:: Work task ::
Below are some entries. Copy each line that holds the string "pumpkin".

##### Study material

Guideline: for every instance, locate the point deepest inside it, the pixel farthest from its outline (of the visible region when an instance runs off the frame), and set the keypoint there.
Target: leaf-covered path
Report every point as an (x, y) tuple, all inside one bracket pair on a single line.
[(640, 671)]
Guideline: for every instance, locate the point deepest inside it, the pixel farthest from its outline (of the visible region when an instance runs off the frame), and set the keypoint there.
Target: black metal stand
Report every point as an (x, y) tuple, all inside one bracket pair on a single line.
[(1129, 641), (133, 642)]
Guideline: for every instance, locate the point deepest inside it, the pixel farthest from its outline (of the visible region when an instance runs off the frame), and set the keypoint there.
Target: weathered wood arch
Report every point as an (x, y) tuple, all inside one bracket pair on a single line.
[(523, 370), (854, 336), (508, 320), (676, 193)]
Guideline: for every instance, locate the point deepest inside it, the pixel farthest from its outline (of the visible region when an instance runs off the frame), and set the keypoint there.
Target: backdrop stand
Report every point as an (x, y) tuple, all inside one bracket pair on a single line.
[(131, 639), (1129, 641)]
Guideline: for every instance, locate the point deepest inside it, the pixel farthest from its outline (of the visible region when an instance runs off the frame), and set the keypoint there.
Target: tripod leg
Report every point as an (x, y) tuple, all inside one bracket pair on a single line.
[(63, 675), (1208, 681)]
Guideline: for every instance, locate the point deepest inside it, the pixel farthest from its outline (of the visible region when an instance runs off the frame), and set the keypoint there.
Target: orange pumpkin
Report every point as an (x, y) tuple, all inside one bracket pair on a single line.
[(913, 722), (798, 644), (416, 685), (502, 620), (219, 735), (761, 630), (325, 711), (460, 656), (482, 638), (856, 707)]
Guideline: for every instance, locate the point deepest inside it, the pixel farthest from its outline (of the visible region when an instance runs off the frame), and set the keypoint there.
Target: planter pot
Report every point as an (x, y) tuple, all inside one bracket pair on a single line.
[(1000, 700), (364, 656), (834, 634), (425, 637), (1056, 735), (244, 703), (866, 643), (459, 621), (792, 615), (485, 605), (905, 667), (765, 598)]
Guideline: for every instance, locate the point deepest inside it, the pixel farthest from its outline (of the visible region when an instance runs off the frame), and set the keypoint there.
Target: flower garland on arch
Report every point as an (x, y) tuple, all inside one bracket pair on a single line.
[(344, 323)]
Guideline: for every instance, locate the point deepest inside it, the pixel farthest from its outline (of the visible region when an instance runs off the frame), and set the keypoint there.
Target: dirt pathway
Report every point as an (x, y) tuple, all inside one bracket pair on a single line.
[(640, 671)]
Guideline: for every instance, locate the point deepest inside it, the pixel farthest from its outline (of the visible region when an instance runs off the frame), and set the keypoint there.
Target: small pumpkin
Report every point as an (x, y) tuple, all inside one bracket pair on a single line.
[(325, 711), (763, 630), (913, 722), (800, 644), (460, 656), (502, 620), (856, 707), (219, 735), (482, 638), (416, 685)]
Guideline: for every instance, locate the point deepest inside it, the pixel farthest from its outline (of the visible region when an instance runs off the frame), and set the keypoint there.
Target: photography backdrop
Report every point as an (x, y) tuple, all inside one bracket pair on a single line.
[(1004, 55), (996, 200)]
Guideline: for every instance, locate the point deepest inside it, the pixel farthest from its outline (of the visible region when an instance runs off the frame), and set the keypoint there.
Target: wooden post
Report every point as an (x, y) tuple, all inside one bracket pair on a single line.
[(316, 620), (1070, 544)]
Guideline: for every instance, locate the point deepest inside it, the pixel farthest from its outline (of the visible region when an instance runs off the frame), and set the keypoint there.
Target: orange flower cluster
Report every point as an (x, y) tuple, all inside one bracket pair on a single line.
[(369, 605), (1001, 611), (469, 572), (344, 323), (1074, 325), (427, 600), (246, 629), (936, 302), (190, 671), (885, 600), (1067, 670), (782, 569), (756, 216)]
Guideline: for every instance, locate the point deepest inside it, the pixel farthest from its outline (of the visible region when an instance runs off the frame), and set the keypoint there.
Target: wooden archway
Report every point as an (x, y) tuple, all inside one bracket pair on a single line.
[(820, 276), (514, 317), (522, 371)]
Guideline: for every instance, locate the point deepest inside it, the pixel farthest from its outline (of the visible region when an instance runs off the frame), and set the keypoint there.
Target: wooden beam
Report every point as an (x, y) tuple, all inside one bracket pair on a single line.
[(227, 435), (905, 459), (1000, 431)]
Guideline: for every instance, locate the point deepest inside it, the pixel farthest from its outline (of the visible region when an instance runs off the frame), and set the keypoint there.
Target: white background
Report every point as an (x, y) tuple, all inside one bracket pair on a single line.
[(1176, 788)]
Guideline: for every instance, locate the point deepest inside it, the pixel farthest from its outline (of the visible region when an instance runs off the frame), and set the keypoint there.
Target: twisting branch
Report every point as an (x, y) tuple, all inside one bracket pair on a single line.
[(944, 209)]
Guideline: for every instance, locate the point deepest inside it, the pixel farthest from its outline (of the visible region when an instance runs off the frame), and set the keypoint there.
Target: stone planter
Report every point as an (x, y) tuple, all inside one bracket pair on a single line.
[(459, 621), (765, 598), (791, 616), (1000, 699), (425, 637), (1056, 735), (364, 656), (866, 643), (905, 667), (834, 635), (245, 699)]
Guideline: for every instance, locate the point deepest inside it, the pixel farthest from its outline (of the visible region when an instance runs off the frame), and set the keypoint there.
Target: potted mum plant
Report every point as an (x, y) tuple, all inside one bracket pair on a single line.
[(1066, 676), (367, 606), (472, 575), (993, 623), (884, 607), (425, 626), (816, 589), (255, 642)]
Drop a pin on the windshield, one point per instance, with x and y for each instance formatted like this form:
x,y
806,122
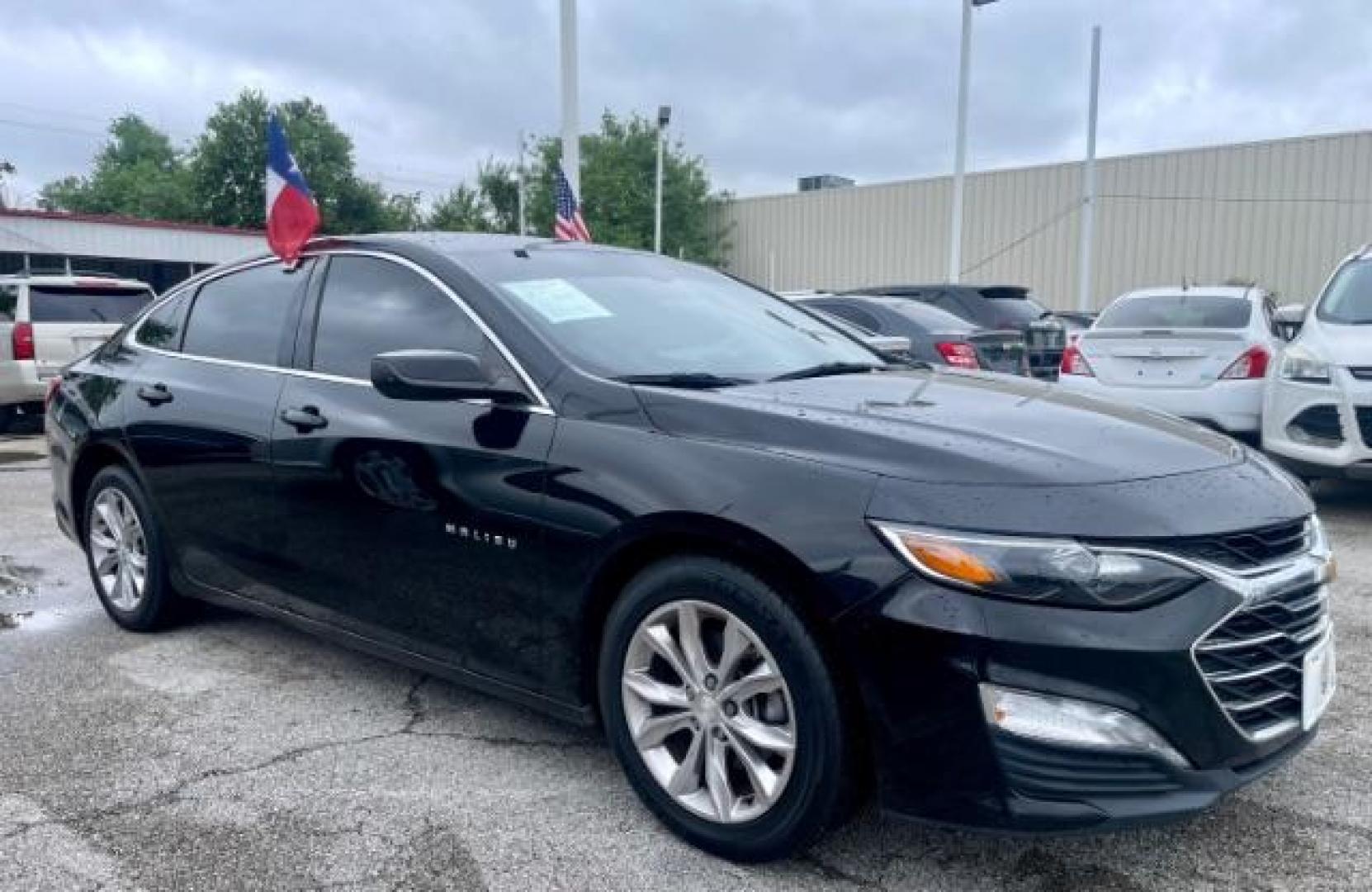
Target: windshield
x,y
88,304
1177,311
1347,301
1013,306
633,315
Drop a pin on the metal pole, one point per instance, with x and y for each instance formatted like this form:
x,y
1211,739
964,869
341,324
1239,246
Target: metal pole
x,y
571,149
959,162
519,173
1088,180
657,203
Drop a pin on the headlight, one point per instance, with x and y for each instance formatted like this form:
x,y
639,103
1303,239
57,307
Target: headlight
x,y
1054,572
1303,365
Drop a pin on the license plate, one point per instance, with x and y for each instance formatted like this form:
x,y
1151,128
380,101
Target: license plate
x,y
1318,682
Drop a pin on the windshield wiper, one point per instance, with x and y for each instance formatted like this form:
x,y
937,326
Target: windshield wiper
x,y
693,381
828,368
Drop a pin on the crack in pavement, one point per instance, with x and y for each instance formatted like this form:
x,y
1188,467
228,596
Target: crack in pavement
x,y
419,713
835,873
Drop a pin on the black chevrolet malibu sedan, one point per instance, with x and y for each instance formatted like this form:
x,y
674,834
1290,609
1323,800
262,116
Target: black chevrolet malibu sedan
x,y
779,572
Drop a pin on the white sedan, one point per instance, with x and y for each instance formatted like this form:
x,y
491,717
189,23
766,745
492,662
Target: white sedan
x,y
1318,416
1199,353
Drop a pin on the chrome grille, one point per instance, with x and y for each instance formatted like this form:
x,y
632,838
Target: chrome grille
x,y
1253,659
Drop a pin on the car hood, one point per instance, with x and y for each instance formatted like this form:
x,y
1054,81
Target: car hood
x,y
1339,344
947,427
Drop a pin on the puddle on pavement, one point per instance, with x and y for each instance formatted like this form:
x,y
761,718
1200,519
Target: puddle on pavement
x,y
14,620
17,580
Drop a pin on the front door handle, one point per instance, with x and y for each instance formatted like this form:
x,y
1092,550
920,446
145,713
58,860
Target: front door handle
x,y
155,396
305,419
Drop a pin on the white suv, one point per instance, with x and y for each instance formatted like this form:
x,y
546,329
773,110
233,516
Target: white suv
x,y
47,321
1318,409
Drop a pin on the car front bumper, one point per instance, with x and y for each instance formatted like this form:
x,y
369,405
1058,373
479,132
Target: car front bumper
x,y
922,651
1351,400
1233,406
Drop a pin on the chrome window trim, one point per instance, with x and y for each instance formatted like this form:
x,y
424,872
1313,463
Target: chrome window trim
x,y
539,406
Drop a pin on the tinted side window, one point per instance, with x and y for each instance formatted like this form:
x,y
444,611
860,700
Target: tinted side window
x,y
373,306
68,304
165,324
246,316
8,301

##########

:: Expected answer ::
Target: orange pumpkin
Target: small pumpkin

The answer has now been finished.